■ Polecenie
Na podstawie tekstu o rywalizacji uczelni w Seulu wyjaśnij, dlaczego Korea University i Yonsei University walczą o miano uczelni numer 2, a nie numer 1.

■ Podany fragment
= = =

Co roku w Seulu, na wzór amerykański, mają miejsce zawody między najlepszymi uniwersytetami. W różnych dziedzinach sportowych zmagają się i poszczególne działy i uniwersytety jako całość.
Od dobrych kilkunastu lat Korea University (KU), do którego uczęszczałam, i Yonsei University rywalizują ze sobą o miano uczelni numer 2. Na pierwszym miejscu pod każdym względem niezmiennie trwa Seoul University.
Korea University jest uważane za uczelnię o tradycyjnym nastawieniu jeżeli chodzi o naukę i szerzone wartości. Yonsei ma być trochę bardziej "zachodni" ale jednocześnie jest to uniwersytet chrześcijański. Podobno przez jakiś czas wszyscy studenci muszą uczęszczać na msze.

= = =

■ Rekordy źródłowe
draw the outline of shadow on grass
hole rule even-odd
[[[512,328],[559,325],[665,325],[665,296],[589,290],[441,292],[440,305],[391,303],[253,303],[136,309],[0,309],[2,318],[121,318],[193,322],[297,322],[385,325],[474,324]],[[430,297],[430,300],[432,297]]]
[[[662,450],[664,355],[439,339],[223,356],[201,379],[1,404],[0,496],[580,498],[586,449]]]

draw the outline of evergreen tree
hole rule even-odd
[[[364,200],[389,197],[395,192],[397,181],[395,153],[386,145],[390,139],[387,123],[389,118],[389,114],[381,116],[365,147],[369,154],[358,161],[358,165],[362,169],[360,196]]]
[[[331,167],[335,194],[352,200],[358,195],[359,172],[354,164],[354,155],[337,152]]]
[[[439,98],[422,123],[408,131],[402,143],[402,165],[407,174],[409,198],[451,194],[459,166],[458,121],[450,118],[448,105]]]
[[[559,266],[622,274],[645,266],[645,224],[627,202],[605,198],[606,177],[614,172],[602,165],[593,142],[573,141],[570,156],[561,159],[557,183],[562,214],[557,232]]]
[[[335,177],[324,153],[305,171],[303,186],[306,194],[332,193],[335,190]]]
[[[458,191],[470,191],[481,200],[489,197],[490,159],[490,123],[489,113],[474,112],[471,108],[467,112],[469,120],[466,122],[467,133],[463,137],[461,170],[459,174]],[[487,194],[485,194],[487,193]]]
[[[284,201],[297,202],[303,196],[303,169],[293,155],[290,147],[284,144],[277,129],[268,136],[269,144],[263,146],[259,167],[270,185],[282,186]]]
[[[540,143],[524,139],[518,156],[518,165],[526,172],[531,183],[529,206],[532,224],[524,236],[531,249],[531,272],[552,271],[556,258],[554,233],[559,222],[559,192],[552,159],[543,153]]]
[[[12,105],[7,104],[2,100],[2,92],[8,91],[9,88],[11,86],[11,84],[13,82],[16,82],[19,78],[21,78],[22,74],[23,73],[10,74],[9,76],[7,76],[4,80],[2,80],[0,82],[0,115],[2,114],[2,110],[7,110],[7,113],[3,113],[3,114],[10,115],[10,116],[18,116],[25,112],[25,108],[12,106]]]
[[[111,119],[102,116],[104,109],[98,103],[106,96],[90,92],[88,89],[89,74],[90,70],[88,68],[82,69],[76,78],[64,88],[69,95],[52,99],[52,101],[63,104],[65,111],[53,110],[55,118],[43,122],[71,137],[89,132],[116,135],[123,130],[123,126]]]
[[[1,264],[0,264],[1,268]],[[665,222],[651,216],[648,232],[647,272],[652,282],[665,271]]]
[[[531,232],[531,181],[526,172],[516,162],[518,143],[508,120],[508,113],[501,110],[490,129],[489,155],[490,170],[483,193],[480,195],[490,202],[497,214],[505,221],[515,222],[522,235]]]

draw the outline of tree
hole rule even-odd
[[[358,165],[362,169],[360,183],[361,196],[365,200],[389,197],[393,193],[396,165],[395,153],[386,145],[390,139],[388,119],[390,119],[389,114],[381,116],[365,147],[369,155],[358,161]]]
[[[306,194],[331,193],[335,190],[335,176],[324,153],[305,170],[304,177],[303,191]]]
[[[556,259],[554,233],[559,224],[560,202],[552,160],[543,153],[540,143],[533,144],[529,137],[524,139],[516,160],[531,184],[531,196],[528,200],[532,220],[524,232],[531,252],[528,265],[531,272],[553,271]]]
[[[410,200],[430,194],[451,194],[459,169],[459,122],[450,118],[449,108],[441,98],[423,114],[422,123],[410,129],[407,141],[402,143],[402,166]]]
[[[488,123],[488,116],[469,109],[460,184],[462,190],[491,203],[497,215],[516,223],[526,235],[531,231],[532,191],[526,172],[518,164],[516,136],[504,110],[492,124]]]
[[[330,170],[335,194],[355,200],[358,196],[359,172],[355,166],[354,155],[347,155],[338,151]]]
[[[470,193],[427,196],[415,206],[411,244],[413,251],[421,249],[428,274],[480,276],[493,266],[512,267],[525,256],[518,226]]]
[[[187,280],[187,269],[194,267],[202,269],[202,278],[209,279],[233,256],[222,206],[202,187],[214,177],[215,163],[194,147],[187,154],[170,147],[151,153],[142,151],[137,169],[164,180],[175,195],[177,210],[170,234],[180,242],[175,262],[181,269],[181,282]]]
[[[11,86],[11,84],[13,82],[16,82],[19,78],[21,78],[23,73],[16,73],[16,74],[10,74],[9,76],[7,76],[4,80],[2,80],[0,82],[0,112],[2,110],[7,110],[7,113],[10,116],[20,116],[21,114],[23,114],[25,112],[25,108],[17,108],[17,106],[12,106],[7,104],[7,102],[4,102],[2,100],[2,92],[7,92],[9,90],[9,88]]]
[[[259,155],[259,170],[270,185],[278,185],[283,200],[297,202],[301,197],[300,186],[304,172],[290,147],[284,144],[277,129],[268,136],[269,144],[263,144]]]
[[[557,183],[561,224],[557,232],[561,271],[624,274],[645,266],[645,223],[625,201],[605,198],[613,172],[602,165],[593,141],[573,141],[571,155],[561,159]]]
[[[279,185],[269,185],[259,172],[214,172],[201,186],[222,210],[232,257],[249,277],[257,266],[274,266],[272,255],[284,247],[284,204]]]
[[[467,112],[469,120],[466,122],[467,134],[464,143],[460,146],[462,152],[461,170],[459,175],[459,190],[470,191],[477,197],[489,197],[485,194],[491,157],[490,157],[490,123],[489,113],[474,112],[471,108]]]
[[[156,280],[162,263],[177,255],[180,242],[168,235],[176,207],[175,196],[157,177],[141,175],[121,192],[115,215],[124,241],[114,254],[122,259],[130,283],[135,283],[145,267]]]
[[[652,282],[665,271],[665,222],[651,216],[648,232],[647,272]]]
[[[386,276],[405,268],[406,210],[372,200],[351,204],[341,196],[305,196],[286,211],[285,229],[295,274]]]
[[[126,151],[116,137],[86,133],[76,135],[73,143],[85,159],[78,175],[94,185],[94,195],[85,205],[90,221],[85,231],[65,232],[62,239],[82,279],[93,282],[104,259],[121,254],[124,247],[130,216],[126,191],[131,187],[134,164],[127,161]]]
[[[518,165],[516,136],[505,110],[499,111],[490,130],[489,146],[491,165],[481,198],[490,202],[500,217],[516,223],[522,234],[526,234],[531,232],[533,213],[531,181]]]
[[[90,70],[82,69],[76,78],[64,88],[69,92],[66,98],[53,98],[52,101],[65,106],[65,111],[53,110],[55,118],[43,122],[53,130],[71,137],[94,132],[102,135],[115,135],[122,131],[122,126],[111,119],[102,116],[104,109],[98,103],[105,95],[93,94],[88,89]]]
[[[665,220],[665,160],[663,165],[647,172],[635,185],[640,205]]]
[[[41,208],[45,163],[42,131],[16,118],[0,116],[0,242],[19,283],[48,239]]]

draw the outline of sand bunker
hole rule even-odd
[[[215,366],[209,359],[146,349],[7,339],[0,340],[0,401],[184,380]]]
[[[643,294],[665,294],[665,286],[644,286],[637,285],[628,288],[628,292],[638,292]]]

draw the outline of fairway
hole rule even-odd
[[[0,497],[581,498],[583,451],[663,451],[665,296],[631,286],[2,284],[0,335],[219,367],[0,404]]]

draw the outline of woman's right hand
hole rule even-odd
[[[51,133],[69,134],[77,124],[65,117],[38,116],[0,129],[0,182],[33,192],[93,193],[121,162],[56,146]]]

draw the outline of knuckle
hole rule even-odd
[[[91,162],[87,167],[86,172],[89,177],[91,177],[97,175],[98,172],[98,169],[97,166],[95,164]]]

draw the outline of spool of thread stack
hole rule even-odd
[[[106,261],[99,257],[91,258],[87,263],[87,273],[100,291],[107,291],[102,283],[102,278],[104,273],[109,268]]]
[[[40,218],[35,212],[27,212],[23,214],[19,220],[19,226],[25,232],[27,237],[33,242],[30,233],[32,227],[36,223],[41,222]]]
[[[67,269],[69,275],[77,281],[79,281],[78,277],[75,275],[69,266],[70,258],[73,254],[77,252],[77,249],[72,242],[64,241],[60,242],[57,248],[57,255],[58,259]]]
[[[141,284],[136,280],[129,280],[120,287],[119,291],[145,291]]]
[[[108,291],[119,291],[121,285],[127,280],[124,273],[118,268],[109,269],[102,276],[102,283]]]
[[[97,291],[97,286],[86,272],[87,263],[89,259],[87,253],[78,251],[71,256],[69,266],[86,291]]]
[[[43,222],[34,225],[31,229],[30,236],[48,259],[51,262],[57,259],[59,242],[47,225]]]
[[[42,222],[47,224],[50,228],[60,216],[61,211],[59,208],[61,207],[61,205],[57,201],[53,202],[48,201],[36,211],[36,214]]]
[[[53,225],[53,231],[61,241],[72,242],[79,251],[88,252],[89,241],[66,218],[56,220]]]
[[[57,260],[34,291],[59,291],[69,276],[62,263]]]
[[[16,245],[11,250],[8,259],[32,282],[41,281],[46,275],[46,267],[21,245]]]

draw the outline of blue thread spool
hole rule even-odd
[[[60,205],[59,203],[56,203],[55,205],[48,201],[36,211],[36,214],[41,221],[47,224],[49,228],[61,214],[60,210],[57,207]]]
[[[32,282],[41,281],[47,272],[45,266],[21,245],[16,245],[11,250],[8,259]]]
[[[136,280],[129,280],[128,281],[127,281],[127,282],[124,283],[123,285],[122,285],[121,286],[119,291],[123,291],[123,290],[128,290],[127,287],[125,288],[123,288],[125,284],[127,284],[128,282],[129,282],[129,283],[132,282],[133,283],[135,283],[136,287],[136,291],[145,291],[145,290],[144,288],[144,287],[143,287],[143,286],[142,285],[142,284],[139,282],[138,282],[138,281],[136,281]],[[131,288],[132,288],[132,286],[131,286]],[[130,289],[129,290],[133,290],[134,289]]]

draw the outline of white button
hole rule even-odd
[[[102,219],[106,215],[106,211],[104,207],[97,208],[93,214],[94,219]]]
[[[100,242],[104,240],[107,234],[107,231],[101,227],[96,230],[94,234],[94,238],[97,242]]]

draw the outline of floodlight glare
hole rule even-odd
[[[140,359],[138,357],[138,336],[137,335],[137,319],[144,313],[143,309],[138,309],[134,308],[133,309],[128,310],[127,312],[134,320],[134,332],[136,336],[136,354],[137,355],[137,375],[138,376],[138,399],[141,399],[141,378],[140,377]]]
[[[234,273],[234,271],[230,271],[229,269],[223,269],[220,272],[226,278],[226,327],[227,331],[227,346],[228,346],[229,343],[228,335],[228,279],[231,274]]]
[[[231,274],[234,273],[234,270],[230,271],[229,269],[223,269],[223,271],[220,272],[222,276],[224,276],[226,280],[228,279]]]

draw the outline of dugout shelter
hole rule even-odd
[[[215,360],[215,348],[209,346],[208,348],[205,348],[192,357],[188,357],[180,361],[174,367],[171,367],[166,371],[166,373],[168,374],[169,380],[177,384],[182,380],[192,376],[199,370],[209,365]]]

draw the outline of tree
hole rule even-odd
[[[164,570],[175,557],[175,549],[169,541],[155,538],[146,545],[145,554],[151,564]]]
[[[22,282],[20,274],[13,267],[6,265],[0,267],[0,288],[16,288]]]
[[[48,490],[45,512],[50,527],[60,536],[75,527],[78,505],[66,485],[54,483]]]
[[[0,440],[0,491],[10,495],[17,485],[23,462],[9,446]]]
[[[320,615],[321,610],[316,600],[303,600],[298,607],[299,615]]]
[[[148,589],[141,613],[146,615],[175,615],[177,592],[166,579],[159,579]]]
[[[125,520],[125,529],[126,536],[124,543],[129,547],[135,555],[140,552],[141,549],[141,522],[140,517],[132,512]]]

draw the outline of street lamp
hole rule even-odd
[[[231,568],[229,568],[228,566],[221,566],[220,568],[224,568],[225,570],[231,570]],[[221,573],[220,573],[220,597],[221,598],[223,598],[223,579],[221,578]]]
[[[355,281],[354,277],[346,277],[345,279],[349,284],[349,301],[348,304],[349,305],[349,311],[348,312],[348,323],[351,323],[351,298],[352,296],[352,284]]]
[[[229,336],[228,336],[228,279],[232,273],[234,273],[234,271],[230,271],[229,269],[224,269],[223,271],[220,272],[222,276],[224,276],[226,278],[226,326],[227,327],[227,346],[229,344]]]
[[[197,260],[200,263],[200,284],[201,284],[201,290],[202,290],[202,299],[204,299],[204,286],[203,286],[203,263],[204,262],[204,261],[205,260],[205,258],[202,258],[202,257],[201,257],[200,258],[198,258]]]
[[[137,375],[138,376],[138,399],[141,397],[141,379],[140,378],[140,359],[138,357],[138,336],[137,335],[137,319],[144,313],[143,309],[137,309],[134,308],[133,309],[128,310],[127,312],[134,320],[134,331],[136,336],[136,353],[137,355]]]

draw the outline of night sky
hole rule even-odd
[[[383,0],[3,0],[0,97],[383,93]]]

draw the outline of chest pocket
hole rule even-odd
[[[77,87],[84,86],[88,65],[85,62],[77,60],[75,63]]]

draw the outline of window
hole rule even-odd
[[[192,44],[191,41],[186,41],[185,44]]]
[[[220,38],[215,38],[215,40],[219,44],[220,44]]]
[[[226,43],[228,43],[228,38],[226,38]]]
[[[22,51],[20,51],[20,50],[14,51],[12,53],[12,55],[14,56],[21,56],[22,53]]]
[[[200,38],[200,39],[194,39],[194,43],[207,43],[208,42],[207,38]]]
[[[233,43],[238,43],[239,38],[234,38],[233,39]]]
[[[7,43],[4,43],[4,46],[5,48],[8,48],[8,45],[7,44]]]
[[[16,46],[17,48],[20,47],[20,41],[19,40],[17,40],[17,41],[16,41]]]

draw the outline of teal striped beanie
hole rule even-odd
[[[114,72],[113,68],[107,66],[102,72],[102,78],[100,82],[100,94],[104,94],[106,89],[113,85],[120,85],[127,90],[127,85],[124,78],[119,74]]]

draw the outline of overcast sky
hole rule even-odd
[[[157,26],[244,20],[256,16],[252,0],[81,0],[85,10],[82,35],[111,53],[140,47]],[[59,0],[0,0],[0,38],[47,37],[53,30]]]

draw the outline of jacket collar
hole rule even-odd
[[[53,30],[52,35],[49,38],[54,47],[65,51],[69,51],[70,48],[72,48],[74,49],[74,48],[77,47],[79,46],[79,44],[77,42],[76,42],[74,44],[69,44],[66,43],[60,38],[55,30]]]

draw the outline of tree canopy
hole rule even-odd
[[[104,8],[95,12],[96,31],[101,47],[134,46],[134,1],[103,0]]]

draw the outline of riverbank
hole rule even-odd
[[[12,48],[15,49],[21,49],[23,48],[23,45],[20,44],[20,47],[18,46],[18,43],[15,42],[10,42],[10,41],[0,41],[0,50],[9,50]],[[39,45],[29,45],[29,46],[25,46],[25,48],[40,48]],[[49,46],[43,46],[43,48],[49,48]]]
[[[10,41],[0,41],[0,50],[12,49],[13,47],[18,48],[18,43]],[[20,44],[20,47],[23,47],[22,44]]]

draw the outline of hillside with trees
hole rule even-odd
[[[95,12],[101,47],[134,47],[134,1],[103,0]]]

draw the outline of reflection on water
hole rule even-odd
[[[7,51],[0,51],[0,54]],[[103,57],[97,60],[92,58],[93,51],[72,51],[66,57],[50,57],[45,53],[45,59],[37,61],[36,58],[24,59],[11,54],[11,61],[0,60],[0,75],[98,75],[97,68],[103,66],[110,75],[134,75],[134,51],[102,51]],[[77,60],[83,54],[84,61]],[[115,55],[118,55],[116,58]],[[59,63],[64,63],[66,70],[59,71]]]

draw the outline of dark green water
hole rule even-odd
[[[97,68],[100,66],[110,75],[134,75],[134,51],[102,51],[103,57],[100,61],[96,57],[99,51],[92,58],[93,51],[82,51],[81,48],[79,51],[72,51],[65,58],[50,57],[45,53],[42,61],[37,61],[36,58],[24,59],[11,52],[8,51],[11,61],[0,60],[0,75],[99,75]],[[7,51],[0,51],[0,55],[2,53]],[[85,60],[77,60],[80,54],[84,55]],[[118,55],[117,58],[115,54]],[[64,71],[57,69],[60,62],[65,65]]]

= = =

■ Odpowiedź
Pierwsze miejsce pod każdym względem niezmiennie zajmuje Seoul University. Dlatego Korea University i Yonsei University od kilkunastu lat rywalizują o drugie miejsce.